Saved entries:
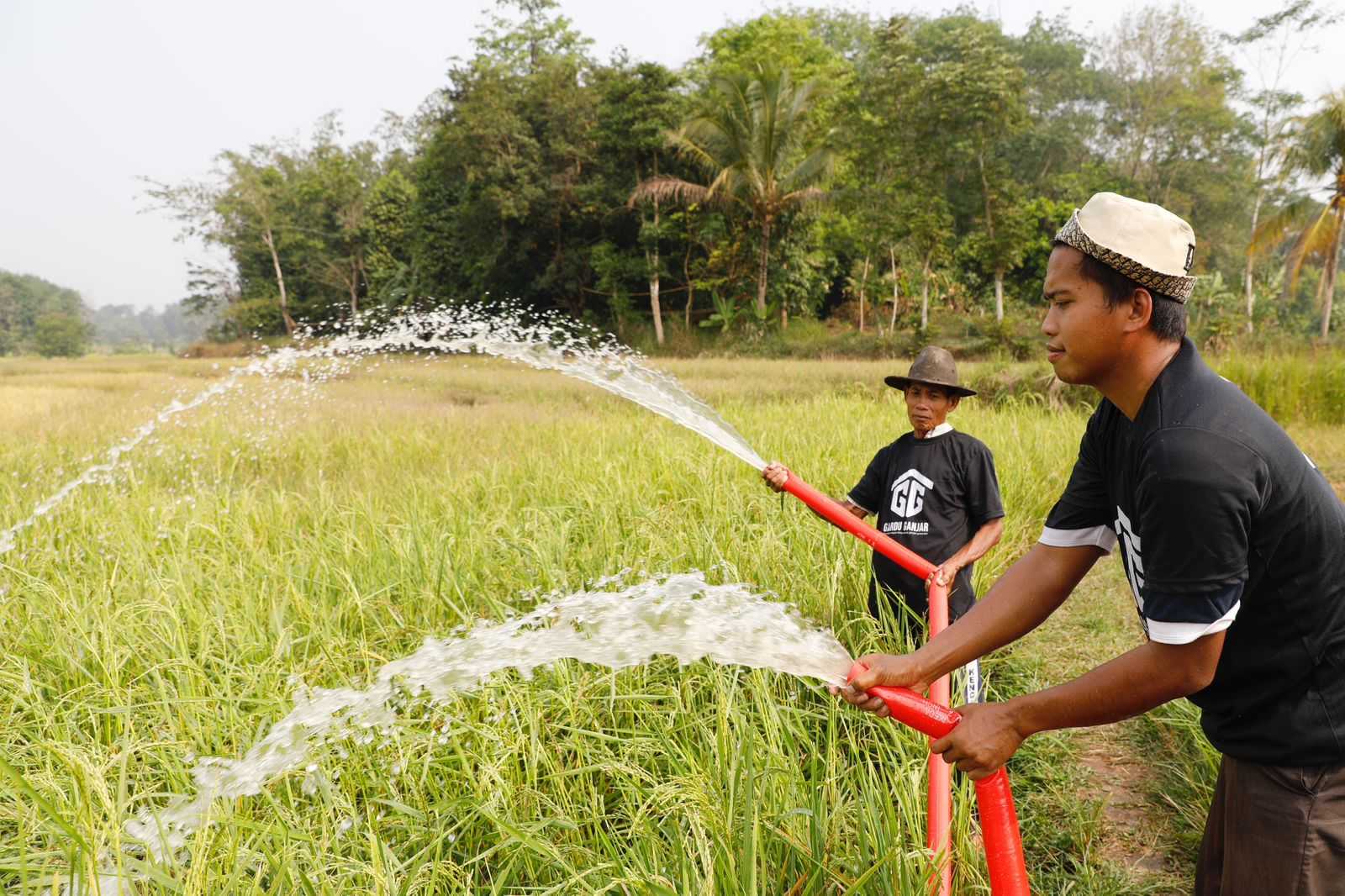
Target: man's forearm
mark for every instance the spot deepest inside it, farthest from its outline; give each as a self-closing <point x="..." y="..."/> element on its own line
<point x="1133" y="683"/>
<point x="1021" y="600"/>
<point x="981" y="542"/>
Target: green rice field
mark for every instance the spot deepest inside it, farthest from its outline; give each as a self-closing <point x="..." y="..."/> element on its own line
<point x="314" y="533"/>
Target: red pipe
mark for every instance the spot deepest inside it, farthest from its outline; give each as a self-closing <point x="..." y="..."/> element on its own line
<point x="994" y="797"/>
<point x="932" y="717"/>
<point x="939" y="772"/>
<point x="838" y="515"/>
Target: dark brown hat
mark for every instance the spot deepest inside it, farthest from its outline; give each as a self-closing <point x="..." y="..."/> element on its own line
<point x="934" y="366"/>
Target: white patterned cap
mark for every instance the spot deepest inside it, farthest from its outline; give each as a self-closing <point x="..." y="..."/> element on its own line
<point x="1143" y="241"/>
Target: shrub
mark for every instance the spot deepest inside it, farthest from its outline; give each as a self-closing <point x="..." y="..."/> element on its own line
<point x="61" y="335"/>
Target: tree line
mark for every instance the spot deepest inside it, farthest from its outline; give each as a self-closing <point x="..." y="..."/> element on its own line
<point x="809" y="161"/>
<point x="42" y="318"/>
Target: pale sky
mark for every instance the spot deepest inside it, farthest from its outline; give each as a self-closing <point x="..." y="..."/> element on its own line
<point x="96" y="93"/>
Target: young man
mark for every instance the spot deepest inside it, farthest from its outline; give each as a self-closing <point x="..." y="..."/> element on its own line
<point x="1231" y="540"/>
<point x="934" y="490"/>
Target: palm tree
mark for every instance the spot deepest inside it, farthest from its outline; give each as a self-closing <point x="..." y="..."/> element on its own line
<point x="1316" y="229"/>
<point x="752" y="143"/>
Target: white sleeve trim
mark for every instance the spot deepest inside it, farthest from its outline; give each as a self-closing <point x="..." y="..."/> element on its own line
<point x="858" y="505"/>
<point x="1187" y="633"/>
<point x="1095" y="537"/>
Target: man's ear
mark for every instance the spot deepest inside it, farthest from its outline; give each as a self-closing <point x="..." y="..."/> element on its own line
<point x="1141" y="309"/>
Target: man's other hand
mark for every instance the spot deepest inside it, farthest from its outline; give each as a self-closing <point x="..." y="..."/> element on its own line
<point x="945" y="575"/>
<point x="775" y="475"/>
<point x="982" y="741"/>
<point x="888" y="670"/>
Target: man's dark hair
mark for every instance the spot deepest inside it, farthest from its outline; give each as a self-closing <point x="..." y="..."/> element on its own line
<point x="1169" y="316"/>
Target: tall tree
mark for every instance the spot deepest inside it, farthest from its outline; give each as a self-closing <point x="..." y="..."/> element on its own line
<point x="638" y="107"/>
<point x="1318" y="151"/>
<point x="750" y="140"/>
<point x="501" y="185"/>
<point x="1172" y="131"/>
<point x="1274" y="40"/>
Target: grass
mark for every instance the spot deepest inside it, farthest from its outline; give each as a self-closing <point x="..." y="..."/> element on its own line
<point x="322" y="533"/>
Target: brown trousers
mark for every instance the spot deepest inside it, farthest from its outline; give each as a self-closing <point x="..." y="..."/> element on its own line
<point x="1274" y="830"/>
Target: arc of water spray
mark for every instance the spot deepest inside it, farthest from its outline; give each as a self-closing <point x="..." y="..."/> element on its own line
<point x="546" y="342"/>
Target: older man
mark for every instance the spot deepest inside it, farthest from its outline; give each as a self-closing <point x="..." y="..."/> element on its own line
<point x="934" y="492"/>
<point x="1232" y="544"/>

## EXERCISE REQUIREMENTS:
Select and copy each line from the data that includes the word "brown".

## EXERCISE SOLUTION:
Target: dark brown hat
Target: brown trousers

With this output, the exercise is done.